[Your tasks]
**a)** According to the career profile, how much can electronics trades workers expect to earn per week on average?
**b)** Using the career profile, explain why compressors may be used to power machines and air tools.
**c)** Continue the career profile from its last sentence.

[Page text]
--
Communications operators need:
- to apply knowledge of electrical, electronic, mechanical, hydraulic and pneumatic principles in commissioning and maintaining control systems
- to enjoy working with electrical, electronic and mechanical systems
- to enjoy solving practical problems
- good hand-eye coordination
- good eyesight (may be corrected) and normal colour vision
- good communication skills
- to enjoy working with computers
Communications operators work for business machine and equipment manufacturing, sales, hire or service firms. They may also work for independent providers of machine maintenance service.
On average, electronics trades workers, which includes communication operators, can expect to earn between $1 000 and $1 249 per week ($52 000 and $64 999 per year), depending on the organisation they work for, and their level of experience. As a communications operator develops their skills, their earning potential will generally increase.
A communications operator may use: spanners; wrenches; Allen keys; screw drivers; vernier and calliper gauges; taps and dies; assorted drifts, punches and chisels; hammers; drills; pullers and extractors and diagnostic tools, such as ammeter/voltmeter. Compressors may be used to power machines and air tools to minimise risk of fire.
--
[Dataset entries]
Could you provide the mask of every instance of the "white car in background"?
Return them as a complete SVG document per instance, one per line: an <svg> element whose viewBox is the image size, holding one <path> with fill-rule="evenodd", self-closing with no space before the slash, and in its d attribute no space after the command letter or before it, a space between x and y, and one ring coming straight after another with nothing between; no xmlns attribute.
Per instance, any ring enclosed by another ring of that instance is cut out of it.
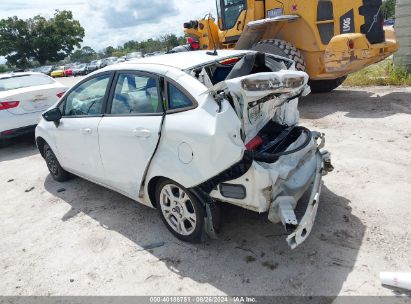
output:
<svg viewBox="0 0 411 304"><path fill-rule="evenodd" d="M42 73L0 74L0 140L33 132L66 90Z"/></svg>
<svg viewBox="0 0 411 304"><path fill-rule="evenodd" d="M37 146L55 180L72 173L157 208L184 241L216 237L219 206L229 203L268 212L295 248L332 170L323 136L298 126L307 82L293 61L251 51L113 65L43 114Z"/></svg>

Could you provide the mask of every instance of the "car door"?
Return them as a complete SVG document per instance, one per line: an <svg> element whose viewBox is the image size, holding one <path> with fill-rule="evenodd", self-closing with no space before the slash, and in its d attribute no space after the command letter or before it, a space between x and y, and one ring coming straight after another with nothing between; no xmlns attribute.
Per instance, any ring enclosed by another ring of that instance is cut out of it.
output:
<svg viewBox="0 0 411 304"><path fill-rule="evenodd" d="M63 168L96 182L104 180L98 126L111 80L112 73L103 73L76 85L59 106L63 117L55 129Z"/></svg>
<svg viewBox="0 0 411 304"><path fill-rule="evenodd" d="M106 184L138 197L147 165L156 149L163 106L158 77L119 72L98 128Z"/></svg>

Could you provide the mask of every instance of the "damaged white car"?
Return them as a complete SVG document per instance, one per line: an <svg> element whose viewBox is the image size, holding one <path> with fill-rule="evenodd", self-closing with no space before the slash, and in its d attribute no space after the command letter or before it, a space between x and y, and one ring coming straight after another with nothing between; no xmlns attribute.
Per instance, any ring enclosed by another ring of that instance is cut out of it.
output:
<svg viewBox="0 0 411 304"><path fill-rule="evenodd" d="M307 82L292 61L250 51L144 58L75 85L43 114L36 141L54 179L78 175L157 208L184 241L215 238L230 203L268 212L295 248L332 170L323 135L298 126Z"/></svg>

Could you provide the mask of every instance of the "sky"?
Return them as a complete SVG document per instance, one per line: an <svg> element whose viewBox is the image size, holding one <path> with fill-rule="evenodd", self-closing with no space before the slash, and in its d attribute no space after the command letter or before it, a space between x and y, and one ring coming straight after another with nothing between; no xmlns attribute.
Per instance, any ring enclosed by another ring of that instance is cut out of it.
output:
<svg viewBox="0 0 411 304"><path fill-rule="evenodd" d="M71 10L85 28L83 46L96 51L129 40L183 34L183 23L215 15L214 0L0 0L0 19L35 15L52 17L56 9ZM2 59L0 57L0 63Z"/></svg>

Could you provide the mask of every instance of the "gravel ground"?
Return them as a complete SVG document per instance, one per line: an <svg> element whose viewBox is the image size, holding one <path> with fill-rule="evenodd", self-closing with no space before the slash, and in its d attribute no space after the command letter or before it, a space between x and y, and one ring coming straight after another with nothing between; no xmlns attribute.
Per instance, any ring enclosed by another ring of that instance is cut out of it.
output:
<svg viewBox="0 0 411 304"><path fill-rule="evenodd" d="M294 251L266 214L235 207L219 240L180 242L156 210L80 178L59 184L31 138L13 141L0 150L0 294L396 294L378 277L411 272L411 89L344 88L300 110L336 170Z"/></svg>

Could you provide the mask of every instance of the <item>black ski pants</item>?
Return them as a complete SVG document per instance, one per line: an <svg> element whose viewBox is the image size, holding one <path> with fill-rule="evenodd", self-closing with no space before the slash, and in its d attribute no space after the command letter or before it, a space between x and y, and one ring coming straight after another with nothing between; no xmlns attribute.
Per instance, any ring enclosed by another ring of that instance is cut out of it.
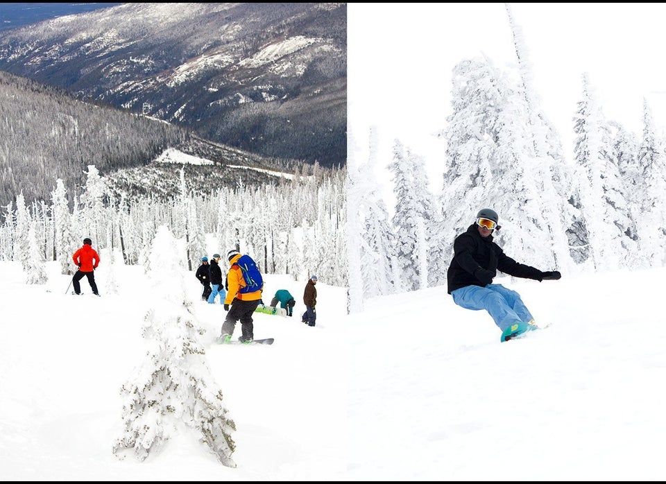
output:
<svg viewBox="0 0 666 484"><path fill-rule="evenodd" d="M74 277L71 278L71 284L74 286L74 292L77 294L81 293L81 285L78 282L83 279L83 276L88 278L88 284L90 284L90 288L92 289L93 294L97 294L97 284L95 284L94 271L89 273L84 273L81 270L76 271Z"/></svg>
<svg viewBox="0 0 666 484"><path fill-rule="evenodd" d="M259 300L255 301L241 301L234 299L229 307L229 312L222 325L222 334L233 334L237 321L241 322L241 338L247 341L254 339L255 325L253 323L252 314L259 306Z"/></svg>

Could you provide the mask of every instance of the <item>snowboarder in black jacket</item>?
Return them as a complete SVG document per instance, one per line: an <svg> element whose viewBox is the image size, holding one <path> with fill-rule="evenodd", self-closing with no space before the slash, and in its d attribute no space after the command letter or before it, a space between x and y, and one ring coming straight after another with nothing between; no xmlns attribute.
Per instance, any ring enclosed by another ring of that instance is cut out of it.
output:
--
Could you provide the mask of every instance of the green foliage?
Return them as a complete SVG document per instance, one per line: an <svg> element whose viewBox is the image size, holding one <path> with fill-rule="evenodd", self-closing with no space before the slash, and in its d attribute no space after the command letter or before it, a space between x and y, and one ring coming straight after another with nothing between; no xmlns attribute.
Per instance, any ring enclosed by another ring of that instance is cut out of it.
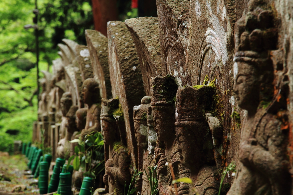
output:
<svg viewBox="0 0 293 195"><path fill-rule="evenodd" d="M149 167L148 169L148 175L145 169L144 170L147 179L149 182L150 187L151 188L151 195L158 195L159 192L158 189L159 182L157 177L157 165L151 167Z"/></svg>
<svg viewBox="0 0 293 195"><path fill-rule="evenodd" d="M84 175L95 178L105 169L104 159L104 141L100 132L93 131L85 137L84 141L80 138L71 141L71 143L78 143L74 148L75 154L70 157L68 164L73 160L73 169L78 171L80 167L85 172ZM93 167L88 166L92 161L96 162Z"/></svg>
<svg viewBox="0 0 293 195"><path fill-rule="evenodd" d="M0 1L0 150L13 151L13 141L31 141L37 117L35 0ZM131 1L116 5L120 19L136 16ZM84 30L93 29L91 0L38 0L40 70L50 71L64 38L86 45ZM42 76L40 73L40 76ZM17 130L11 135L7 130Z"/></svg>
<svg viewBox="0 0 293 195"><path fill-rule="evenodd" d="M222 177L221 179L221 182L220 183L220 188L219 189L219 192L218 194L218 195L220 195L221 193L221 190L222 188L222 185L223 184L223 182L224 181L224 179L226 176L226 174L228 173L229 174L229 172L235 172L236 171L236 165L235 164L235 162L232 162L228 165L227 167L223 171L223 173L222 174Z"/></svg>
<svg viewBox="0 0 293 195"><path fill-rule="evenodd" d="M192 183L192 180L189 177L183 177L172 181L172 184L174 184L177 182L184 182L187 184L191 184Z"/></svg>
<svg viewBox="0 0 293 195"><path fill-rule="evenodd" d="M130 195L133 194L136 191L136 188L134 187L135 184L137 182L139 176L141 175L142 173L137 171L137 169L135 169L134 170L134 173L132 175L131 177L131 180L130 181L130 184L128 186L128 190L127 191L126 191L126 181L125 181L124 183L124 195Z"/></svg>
--
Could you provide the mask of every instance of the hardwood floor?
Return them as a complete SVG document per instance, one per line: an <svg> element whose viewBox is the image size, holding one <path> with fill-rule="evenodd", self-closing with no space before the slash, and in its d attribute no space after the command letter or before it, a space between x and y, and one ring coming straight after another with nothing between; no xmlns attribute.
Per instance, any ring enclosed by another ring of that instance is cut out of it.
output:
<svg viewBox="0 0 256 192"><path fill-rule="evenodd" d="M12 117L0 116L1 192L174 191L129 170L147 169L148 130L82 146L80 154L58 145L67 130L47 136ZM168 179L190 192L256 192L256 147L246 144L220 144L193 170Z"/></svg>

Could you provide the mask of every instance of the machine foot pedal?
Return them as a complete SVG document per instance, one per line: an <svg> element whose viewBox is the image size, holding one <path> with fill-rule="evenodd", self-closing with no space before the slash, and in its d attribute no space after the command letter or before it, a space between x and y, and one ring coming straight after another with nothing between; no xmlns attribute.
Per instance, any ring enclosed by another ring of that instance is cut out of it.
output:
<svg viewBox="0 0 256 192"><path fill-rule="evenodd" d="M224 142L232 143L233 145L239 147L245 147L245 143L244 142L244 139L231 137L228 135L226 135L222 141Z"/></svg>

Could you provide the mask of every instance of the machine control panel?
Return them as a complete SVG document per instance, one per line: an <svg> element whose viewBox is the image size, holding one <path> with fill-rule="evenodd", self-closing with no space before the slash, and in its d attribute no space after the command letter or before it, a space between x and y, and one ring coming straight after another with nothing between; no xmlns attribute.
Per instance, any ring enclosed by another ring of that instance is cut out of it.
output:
--
[Exercise responses]
**a)** Between $1 000 and $1 249 per week.

**b)** Compressors may be used to power machines and air tools to minimise the risk of fire.

**c)**
To become a communications operator you usually need to complete a qualification in electronics and communications.
The Certificate IV in Electronics and Communications is offered at TAFE Colleges and other registered organisations throughout Western Australia.
You can also complete an apprenticeship or traineeship. The electronics and communications traineeship usually takes 12 months to complete.
The electronic servicing (communications) or (digital) apprenticeships usually take 48 months to complete and are available as school-based apprenticeships.
Apprenticeships and traineeships
As an apprentice or trainee, you enter into a formal training contract with an employer. You spend most of your time working and learning practical skills on the job and you spend some time undertaking structured training with a registered training provider of your choice. They will assess your skills and when you are competent in all areas, you will be awarded a nationally recognised qualification.
If you are still at school you can access an apprenticeship through your school. You generally start your school based apprenticeship by attending school three days a week, spending one day at a registered training organisation and one day at work. Talk to your school's VET Co-ordinator to start your training now through VET in Schools. If you get a full-time apprenticeship you can apply to leave school before reaching the school leaving age.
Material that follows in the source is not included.